TASK DETAILS:
Reproduce the line that holds "Wildlife-survey tagging: tag each instance of the black" together with all the lines after it up to the end of the entries.

Named-object pointing records

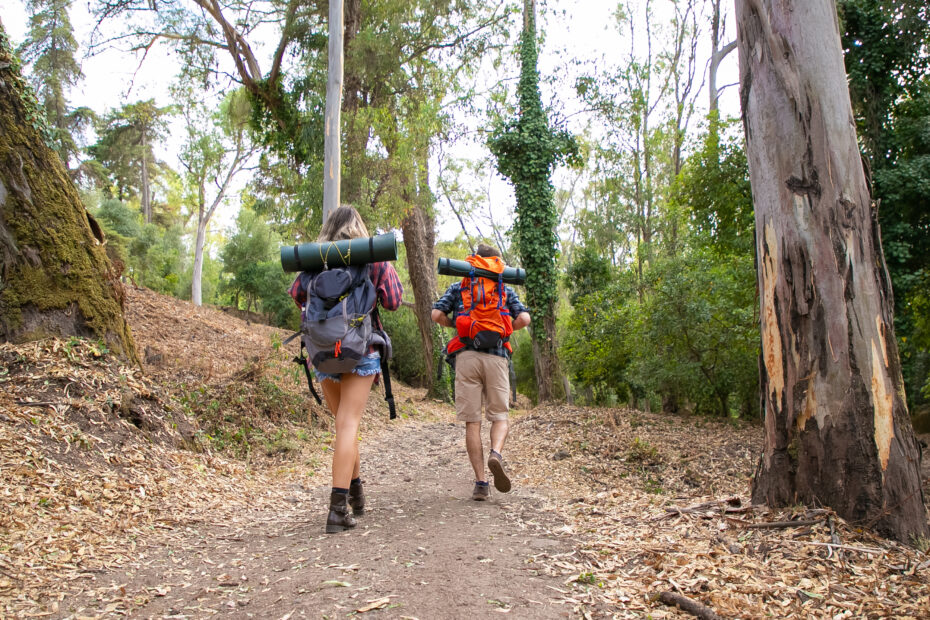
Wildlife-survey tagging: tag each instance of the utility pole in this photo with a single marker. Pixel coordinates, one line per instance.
(332, 159)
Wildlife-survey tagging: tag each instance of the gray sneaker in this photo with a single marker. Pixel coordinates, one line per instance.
(481, 493)
(496, 465)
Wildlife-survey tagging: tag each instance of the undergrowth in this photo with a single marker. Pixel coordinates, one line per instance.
(251, 414)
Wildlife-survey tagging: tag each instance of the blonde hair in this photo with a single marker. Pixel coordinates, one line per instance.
(343, 223)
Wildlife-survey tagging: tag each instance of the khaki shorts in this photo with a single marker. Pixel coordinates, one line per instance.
(481, 377)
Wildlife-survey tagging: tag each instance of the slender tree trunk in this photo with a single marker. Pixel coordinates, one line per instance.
(56, 278)
(355, 128)
(146, 196)
(717, 54)
(420, 241)
(837, 431)
(333, 124)
(197, 276)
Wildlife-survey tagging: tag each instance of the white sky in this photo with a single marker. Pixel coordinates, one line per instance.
(574, 29)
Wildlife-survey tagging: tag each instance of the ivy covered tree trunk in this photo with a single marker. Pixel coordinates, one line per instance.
(526, 151)
(56, 278)
(419, 241)
(837, 431)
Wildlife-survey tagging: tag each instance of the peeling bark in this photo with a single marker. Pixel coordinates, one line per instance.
(837, 430)
(420, 241)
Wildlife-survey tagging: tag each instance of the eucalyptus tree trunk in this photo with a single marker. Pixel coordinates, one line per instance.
(332, 160)
(56, 277)
(419, 240)
(837, 431)
(146, 188)
(197, 274)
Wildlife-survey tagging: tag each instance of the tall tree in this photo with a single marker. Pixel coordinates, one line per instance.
(49, 50)
(332, 123)
(527, 149)
(837, 430)
(56, 277)
(400, 59)
(126, 148)
(216, 151)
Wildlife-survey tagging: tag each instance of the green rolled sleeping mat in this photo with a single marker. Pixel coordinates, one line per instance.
(460, 268)
(316, 256)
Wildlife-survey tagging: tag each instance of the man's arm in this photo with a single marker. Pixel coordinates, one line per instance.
(440, 317)
(517, 310)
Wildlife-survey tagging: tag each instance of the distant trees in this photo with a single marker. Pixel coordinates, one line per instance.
(252, 270)
(527, 149)
(50, 51)
(887, 53)
(217, 149)
(837, 431)
(125, 149)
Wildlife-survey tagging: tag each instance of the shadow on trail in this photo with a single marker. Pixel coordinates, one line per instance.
(422, 550)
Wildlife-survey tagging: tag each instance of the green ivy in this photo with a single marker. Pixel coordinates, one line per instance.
(527, 149)
(11, 71)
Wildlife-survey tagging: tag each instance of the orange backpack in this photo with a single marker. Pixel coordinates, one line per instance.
(486, 322)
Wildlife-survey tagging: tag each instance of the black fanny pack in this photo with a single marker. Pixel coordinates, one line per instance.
(485, 340)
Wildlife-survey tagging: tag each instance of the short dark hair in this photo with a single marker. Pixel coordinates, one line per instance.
(484, 250)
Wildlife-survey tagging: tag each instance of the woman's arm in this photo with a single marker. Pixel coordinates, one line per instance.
(387, 283)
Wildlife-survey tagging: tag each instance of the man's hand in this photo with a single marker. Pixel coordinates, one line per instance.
(440, 317)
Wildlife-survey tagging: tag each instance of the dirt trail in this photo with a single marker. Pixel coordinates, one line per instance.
(423, 549)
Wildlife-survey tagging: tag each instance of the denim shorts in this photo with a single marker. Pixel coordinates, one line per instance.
(367, 366)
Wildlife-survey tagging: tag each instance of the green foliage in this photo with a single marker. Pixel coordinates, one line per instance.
(681, 328)
(527, 149)
(589, 271)
(12, 70)
(253, 271)
(697, 334)
(407, 363)
(157, 259)
(597, 341)
(49, 50)
(887, 46)
(126, 140)
(714, 187)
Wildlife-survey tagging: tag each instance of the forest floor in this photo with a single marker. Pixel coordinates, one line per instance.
(196, 486)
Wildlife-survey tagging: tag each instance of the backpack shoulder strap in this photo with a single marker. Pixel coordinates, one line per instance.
(386, 373)
(302, 360)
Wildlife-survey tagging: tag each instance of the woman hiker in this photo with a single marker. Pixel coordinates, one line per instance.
(347, 394)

PROBLEM SOLUTION:
Wildlife-survey tagging: tag each instance of the black fanny pack in this photo with a single marker. Pixel coordinates, one line per instance.
(485, 340)
Wildlife-survey tagging: tag each instance of the short dark hair in this photo with a single marker. Pixel coordinates, one line per instance.
(484, 250)
Wildlife-survey tagging: tag each instance of the woman's arm in this photo with a single marker. Pixel coordinates, one line per instance.
(387, 283)
Wildlife-survey tagging: tag each instance of the man's hand in this photo with a single marker. Pixel coordinates, one line per instance.
(440, 317)
Wildlife-survey tagging: tag each instance of the dirt trail in this photo with a single marker. Pixel coordinates, one line per instance.
(423, 549)
Wildlife-survey tagging: tag each instance of the denim shorts in this photo with a single marker. Pixel coordinates, one line per instance.
(367, 366)
Wildlife-survey tagging: tag each instance of the green foliage in this photo with a single marker. Pixel coordinates, one line per instance.
(681, 328)
(527, 149)
(589, 271)
(12, 70)
(253, 271)
(697, 334)
(407, 363)
(157, 259)
(597, 341)
(49, 50)
(887, 46)
(126, 140)
(714, 187)
Wildlife-survey tagging: tag each instance of the forest floor in this photo with a single marker. Pixel coordinates, one line per instance.
(196, 486)
Wildlife-survey tagging: tag each instance of the backpack shoulder strap in this photo with a single marker. Pixel coordinates, one line per instance.
(386, 373)
(302, 360)
Wildlife-survey tagging: tag each instance of the woman hiker in this photo with a single marker. Pixel coordinates, one line per instance.
(347, 394)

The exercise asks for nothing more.